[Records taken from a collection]

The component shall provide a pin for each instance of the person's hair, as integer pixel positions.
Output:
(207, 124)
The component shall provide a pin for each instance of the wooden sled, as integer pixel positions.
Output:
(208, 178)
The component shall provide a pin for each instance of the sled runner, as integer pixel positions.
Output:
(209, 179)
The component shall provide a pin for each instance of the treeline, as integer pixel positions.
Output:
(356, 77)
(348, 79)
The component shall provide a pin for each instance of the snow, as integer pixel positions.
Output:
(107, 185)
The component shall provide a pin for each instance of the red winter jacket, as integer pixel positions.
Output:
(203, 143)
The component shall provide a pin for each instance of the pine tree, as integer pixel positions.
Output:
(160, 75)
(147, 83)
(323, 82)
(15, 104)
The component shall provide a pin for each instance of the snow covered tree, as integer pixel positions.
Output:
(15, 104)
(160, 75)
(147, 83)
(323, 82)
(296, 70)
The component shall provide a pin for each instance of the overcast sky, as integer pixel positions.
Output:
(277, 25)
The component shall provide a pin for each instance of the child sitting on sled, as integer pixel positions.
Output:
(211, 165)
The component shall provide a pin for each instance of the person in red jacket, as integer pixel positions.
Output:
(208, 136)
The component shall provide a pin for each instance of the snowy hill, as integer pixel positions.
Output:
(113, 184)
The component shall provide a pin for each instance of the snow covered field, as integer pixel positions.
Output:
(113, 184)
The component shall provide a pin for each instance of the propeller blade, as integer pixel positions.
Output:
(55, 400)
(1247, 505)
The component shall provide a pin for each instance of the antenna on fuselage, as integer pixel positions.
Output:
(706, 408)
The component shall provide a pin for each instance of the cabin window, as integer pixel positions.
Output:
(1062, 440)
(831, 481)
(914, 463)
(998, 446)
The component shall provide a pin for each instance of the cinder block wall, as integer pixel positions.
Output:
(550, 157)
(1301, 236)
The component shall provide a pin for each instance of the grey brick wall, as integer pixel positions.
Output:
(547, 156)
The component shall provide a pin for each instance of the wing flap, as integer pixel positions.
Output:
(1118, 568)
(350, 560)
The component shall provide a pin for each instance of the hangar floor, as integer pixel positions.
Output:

> [Task requirements] Rewrite the material above with "integer pixel positions" changed to "whole-number pixel coordinates" wherever it occurs, leaving everything else unchanged.

> [Response to the exercise]
The component shall provide a pin for each instance of the person's hair, as whole-number pixel coordinates.
Output:
(207, 124)
The component shall provide a pin for each instance of the wooden sled, as whole-number pixel coordinates.
Output:
(208, 178)
The component shall provide a pin for each instance of the sled runner, as whole-number pixel coordinates.
Output:
(209, 179)
The component shall provide a pin for each instance of the treeline, as whole-number pixel coordinates.
Output:
(356, 77)
(348, 79)
The component shall provide a pin for each instance of the snow, as whole-number pixel coordinates.
Output:
(107, 185)
The component shall provide a pin for each instance of the red winter jacket, as whole-number pixel coordinates.
Output:
(203, 143)
The component shall provide a pin for each instance of the pine tree, as whole-number pixel coordinates.
Output:
(160, 75)
(147, 83)
(323, 82)
(15, 104)
The component shall provide a pin for each instance of the snow covered tree, as whole-number pixel coordinates.
Output:
(15, 104)
(160, 75)
(147, 83)
(323, 82)
(296, 70)
The component shall provide a pin for each instance of the overcast sky, as whole-number pixel coordinates.
Output:
(277, 25)
The component shall provide a pin for each instance of the child sitting on sled, as whole-number pixel coordinates.
Output:
(211, 165)
The component shall provide a pin for each instance of the person in red jacket, as whole-number pixel coordinates.
Output:
(208, 136)
The component shall provide a pin for each instance of the snowy hill, as whole-number pixel coordinates.
Output:
(113, 184)
The component shall provide a pin for each instance of the snow covered field, as whole-number pixel coordinates.
Output:
(113, 184)
The component shall provide a pin for each instance of the propeller blade, as whole-number pixel coordinates.
Output:
(55, 400)
(1247, 505)
The component shall provide a pin for each instance of the antenna on fuselage, as whole-number pixel coordinates.
Output:
(706, 408)
The component shall provide a pin for each instance of the cabin window, as whole-number pixel coordinates.
Output:
(1062, 440)
(831, 481)
(914, 463)
(998, 446)
The component shall provide a pin for each instance of the cinder block wall, as whole-number pixel coordinates.
Output:
(550, 157)
(1301, 236)
The component shall provide a pin for each instance of the grey brick wall, as whole-number pixel coordinates.
Output:
(547, 156)
The component shall provide a pin for each instance of the wing flap, as whole-number pixel coordinates.
Output:
(1118, 568)
(350, 560)
The component shall provide a pin for each instance of the hangar floor, as whole-number pixel coordinates.
Output:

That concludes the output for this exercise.